练习:
1 > ARC081E 题解给出的做法复杂度是多少？
2 > 从 ARC081E 题解的末尾续写下去。

节选原文:
%%

[ARC081E] Don't Be a Subsequence

考虑建出子序列自动机，然后在上面广搜即可。因为是广搜，所以可以保证找出的是最短的符合条件的字符串。注意广搜时要判 vis。复杂度线性。

#include <iostream>
#include <cstdio>
#include <algorithm>
#include <cmath>
#include <string>
#include <cstring>
#include <vector>
#include <queue>
using namespace std;

const int N = 5e5 + 5;
string s;
int n;
int son[N][26], nxt[26];
int pre[N];
bool vis[N];

void bfs()
{
	queue<pair<int, string> > q;
	q.push(make_pair(0, ""));
	while (q.size())
	{
		if (vis[q.front().first])
		{
			q.pop();
			continue;
		}
		vis[q.front().first] = 1;
		for (int i = 0; i < 26; i++)
		{
			q.front().second += (i + 'a');
			if (!son[q.front().first][i])
			{
				cout << q.front().second << "\n";
				return;
			}
			q.push(make_pair(son[q.front().first][i], q.front().second));
			q.front().second.pop_back();
		}
		q.pop();
	}
	//cout << vv.size() << "\n";
}

int main()

%%

数据列表:
%%

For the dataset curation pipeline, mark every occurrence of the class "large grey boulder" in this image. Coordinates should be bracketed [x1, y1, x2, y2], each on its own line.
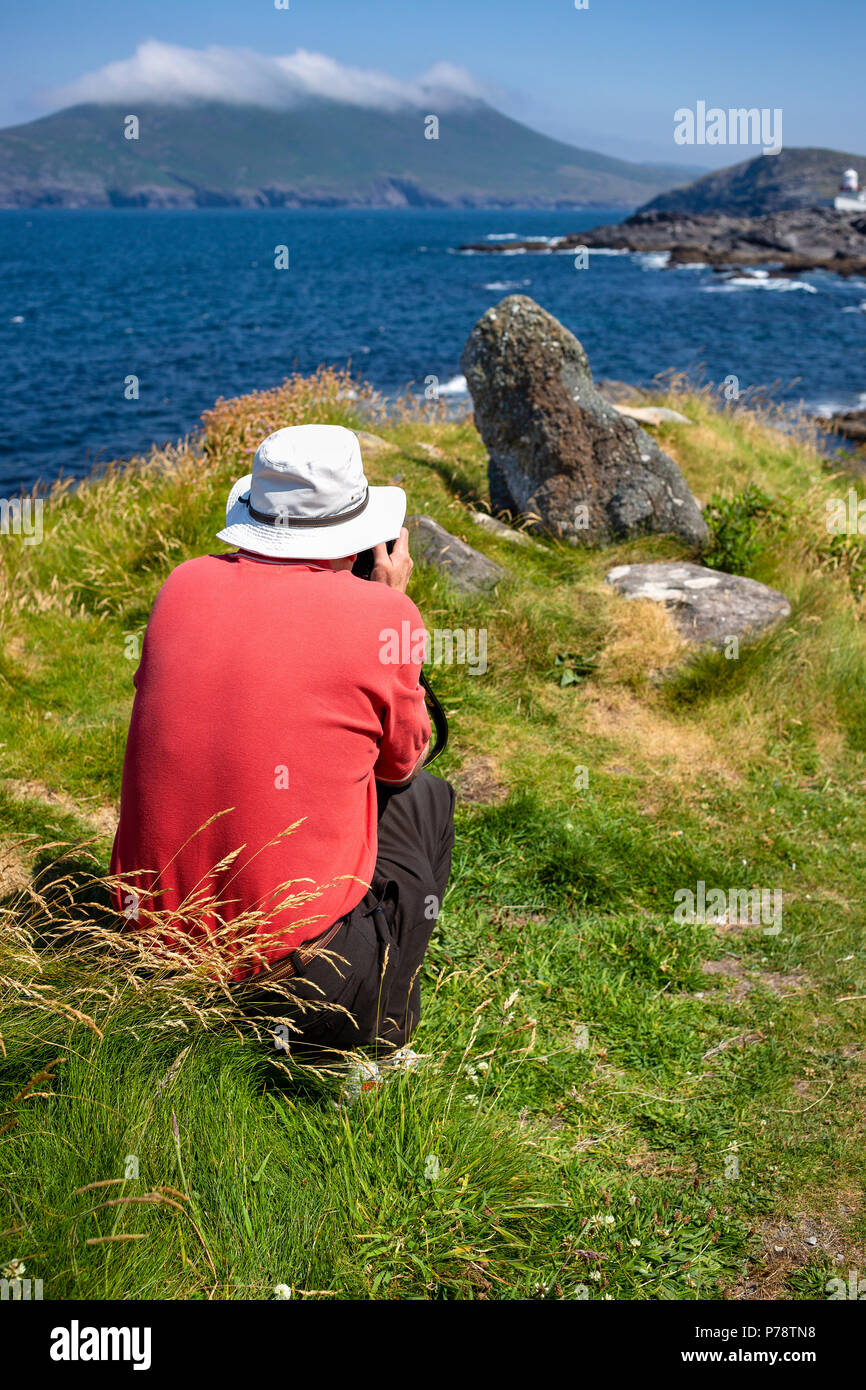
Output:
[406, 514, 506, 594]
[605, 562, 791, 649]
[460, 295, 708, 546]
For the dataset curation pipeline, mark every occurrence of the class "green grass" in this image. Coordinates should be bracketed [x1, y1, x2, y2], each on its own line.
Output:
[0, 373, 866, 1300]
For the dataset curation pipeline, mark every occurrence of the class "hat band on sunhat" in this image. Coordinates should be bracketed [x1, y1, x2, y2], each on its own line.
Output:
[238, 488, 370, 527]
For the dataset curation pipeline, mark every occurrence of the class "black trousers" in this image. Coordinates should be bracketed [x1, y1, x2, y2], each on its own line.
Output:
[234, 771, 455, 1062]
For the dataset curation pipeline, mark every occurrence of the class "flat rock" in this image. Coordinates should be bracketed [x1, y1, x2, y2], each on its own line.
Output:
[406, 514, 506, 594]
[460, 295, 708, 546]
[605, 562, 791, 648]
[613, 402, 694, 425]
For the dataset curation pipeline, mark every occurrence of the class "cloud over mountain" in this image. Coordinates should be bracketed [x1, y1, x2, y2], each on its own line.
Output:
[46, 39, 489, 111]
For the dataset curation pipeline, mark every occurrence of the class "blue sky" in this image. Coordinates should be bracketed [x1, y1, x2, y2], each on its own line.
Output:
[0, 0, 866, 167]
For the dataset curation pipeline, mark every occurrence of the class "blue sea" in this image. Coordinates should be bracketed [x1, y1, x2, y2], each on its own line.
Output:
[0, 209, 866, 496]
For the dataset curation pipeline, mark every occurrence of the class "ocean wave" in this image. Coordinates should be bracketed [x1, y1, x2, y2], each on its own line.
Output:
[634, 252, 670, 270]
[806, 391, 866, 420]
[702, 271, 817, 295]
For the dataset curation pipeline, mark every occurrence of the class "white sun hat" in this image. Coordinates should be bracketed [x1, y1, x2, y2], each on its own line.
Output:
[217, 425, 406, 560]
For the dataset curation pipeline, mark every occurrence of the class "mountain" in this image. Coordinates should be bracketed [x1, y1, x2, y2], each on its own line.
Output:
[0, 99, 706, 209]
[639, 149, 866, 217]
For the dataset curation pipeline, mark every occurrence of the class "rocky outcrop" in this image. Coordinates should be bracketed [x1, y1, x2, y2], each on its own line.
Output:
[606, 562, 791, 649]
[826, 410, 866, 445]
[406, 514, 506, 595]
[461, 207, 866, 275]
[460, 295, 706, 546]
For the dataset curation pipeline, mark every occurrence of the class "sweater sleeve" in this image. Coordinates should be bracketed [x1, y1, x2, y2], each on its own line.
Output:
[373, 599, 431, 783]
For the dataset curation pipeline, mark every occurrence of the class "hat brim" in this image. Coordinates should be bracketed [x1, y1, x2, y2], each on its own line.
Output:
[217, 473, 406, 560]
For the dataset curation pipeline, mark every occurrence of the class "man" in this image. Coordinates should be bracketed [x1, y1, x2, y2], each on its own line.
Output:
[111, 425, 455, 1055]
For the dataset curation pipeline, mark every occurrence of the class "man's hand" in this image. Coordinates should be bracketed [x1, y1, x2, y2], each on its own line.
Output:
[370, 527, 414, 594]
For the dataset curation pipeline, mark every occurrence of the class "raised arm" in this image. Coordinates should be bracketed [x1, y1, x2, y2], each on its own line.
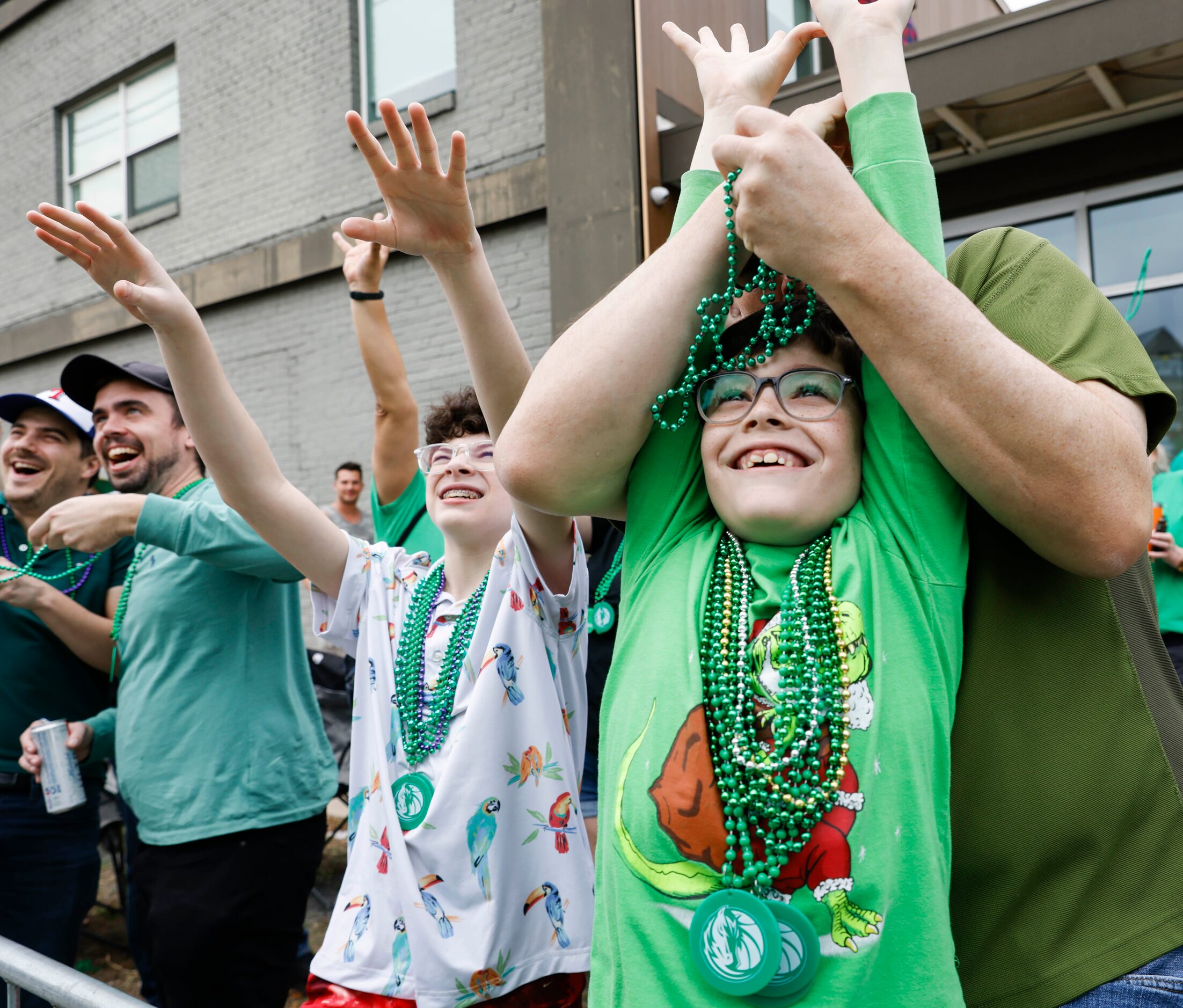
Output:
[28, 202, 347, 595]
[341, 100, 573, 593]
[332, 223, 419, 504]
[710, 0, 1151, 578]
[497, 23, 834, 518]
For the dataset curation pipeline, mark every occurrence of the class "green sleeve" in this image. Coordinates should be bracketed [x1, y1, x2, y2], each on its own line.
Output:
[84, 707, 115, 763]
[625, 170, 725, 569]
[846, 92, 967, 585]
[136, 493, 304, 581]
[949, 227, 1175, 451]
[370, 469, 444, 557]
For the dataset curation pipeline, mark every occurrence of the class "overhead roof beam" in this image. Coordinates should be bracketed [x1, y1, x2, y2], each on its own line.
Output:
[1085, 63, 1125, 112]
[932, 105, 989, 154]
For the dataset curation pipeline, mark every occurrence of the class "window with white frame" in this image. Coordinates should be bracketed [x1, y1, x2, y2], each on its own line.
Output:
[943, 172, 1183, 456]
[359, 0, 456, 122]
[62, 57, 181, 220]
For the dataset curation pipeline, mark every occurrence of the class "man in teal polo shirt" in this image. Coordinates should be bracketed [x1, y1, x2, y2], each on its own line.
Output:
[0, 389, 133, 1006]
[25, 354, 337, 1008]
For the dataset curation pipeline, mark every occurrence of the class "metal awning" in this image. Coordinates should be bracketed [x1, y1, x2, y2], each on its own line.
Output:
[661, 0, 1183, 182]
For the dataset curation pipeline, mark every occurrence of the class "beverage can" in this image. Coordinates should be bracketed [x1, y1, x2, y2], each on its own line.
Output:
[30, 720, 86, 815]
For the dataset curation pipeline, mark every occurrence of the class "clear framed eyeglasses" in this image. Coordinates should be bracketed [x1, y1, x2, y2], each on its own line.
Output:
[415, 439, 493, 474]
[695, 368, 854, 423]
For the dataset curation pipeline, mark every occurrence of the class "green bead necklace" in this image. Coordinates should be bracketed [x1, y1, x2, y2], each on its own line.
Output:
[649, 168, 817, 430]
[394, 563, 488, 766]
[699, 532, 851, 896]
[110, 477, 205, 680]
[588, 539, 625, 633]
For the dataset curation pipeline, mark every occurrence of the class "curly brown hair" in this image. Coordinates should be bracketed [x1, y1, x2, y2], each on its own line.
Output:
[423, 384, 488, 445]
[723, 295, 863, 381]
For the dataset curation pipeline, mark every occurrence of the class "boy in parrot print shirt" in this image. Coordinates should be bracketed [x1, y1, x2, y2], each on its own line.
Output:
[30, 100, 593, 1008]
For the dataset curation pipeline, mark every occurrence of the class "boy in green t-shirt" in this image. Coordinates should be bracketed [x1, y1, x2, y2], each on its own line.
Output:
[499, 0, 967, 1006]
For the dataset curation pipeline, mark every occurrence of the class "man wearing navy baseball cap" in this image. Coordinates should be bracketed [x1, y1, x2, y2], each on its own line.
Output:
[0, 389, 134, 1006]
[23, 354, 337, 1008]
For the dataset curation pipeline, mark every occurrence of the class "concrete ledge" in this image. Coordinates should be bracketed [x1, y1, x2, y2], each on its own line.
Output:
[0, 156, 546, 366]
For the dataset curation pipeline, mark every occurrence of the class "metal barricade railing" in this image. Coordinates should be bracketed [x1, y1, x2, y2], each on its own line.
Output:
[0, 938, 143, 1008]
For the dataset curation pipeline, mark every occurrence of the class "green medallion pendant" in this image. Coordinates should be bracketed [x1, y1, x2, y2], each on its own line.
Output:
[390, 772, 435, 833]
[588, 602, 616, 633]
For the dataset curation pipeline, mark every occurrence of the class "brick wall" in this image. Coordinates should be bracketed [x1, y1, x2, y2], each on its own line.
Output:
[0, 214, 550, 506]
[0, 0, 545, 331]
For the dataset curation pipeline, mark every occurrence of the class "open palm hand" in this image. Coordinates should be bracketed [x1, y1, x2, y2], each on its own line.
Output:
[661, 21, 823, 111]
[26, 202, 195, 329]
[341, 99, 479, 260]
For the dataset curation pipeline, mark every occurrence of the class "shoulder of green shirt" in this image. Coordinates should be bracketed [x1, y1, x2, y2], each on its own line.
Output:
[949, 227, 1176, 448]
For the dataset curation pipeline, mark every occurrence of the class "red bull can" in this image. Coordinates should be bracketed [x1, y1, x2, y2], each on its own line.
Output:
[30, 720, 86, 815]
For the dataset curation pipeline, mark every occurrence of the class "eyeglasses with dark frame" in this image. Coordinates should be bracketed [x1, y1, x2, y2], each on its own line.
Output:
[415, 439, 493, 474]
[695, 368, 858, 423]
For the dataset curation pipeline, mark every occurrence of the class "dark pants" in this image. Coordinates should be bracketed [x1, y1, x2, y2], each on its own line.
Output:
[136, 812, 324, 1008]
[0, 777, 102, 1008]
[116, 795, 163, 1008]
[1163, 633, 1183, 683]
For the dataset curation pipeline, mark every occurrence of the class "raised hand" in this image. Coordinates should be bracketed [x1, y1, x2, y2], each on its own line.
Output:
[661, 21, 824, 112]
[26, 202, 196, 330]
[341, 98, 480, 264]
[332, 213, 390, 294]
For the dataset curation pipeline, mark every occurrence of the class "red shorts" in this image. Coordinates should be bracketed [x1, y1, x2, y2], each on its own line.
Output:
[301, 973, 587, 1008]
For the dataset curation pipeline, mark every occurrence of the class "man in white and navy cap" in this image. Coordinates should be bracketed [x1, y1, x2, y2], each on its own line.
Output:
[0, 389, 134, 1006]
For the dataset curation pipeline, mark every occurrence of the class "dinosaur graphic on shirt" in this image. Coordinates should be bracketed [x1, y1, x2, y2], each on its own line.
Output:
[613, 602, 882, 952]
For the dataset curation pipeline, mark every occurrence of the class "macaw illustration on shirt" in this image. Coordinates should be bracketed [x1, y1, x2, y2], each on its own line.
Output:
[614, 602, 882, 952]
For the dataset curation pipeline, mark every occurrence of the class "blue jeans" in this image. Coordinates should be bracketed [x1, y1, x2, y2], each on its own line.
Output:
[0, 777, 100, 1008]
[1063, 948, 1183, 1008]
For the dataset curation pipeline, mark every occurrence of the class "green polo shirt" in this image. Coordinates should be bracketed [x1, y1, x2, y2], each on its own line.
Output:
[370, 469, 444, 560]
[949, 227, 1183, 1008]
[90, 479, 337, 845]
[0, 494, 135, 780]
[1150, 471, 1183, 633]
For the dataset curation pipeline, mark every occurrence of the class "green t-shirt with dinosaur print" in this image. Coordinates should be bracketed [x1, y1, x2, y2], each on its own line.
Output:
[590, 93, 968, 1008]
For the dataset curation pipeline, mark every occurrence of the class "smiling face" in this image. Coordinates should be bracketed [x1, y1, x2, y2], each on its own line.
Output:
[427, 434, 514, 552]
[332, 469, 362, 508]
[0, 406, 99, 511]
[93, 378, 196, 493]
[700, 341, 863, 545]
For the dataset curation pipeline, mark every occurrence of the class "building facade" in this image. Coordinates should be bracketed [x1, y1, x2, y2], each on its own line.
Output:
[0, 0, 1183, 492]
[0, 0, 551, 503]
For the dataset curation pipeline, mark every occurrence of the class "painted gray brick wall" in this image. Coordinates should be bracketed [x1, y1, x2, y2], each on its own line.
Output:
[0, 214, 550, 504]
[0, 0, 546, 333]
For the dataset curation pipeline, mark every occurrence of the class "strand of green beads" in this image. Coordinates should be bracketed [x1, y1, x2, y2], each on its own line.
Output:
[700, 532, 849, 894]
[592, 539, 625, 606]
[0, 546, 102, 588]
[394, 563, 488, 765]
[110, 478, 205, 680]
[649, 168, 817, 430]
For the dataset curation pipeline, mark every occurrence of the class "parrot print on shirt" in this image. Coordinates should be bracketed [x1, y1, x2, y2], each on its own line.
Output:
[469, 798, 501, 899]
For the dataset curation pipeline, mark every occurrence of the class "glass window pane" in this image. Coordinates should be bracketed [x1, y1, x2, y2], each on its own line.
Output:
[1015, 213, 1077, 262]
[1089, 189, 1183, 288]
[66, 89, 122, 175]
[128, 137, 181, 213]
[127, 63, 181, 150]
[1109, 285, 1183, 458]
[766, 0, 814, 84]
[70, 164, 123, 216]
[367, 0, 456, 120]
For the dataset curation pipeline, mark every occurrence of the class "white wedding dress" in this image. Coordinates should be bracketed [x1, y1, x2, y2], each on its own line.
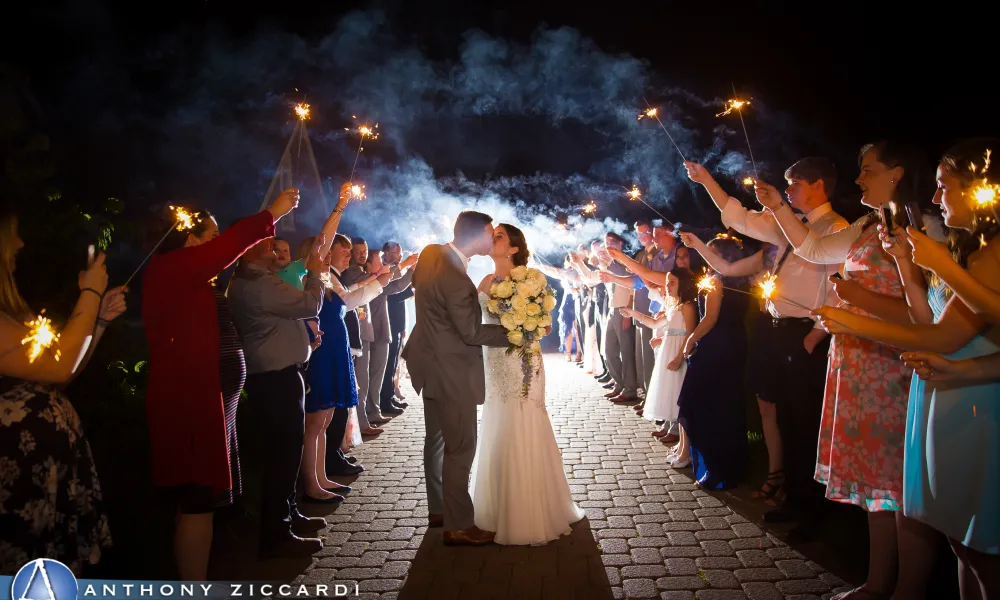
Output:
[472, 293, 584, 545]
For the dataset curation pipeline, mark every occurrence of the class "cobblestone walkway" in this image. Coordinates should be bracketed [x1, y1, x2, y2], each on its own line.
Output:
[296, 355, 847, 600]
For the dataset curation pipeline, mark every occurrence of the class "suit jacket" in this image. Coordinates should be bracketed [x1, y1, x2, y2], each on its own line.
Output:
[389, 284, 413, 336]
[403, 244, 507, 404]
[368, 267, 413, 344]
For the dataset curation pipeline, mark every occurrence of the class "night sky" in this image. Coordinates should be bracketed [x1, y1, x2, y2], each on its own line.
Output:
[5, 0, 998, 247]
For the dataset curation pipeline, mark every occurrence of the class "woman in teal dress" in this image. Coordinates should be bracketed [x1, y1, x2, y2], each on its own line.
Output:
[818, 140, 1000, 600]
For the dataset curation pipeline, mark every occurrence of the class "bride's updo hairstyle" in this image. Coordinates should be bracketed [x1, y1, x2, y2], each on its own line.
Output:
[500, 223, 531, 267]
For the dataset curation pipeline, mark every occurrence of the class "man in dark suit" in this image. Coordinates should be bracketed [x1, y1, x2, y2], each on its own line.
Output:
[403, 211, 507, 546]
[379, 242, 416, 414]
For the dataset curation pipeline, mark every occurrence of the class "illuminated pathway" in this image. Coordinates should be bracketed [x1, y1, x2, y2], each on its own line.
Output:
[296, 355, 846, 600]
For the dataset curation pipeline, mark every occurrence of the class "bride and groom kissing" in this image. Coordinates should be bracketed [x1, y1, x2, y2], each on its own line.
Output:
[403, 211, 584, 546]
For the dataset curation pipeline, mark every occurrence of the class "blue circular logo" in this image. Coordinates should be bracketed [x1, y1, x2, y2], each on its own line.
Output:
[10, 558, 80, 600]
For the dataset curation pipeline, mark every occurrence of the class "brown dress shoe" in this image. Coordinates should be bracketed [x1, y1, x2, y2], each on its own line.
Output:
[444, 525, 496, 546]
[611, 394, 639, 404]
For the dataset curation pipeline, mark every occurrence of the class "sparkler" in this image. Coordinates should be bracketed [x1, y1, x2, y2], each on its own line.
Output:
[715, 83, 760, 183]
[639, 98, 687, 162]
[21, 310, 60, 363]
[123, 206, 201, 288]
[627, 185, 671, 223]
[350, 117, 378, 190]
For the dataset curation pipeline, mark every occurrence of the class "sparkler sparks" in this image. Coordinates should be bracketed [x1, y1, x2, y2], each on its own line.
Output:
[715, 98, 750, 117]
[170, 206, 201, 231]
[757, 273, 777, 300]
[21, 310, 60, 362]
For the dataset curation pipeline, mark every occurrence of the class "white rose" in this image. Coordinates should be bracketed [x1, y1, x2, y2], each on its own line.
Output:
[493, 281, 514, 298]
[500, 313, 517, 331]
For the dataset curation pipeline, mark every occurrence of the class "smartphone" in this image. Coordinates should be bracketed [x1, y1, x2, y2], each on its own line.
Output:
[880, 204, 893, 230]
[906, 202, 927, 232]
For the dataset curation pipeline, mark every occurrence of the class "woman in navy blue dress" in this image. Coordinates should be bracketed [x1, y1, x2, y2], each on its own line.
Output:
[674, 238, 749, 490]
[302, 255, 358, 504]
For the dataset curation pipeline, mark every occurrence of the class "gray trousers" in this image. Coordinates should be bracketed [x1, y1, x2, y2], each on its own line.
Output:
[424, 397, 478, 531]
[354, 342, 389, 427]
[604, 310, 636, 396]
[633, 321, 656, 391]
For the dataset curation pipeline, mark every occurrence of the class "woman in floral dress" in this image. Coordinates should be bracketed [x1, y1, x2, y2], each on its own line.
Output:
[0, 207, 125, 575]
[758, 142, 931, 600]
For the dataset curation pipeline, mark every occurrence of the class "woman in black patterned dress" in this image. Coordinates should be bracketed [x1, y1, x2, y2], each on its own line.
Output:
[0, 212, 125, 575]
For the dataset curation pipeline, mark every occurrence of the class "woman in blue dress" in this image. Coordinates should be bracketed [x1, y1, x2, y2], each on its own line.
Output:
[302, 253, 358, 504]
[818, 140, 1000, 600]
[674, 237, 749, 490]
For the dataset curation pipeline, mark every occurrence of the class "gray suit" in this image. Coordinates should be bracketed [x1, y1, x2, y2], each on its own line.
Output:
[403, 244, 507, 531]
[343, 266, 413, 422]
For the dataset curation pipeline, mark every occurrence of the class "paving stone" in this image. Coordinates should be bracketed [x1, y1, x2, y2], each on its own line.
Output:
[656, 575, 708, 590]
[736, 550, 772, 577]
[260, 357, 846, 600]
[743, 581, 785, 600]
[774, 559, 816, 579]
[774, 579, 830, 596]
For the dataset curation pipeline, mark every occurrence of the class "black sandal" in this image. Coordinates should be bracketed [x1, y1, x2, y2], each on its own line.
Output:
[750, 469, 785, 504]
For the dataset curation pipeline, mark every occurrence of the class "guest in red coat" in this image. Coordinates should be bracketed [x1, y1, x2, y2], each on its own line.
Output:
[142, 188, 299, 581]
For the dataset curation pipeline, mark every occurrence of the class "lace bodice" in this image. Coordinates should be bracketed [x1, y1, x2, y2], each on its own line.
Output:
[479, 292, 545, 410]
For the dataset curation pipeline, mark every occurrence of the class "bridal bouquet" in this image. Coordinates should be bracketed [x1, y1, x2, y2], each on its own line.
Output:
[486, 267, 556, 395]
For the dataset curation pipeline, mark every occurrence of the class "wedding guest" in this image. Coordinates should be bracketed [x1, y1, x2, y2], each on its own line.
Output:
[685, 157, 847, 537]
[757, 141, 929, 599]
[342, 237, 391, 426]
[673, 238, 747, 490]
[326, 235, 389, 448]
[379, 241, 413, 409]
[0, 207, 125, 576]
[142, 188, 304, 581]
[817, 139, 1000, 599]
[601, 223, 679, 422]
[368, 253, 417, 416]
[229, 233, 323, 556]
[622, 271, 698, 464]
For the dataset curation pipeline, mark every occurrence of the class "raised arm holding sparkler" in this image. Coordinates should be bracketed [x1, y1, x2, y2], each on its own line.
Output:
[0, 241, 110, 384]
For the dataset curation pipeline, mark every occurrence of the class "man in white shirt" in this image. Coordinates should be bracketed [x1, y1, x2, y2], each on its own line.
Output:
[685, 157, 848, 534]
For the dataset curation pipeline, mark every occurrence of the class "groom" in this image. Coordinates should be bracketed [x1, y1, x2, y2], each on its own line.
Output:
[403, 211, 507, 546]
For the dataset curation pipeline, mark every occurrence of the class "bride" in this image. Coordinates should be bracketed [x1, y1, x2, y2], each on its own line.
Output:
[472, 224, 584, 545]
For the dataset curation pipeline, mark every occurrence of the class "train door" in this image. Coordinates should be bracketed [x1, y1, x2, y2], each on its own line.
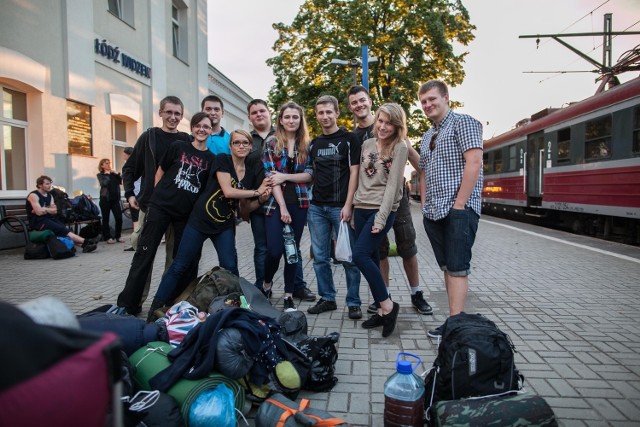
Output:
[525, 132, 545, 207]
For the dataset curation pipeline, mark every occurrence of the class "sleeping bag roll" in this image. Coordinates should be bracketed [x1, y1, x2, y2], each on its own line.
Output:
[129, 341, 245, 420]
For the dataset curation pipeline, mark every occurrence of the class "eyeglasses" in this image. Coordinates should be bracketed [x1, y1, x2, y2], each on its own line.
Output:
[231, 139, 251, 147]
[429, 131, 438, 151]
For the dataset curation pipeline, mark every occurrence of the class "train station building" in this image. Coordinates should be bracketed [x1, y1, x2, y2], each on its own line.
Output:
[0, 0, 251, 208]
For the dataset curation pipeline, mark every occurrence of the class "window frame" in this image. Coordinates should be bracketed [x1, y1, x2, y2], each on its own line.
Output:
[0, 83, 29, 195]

%%

参考答案:
1 > 复杂度线性。

2 >
{
	ios::sync_with_stdio(0), cin.tie(nullptr), cout.tie(nullptr);
	cin >> s;
	n = s.size();
	s = (string)" " + s;
	for (int i = 0; i < 26; i++) nxt[i] = 1;
	for (int i = 0; i <= n; i++)
	{
		for (int j = 0; j < 26; j++)
		{
			nxt[j] = max(nxt[j], i + 1);
			for (int k = nxt[j]; k <= n; k++)
			{
				nxt[j] = k;
				if (s[k] - 'a' == j)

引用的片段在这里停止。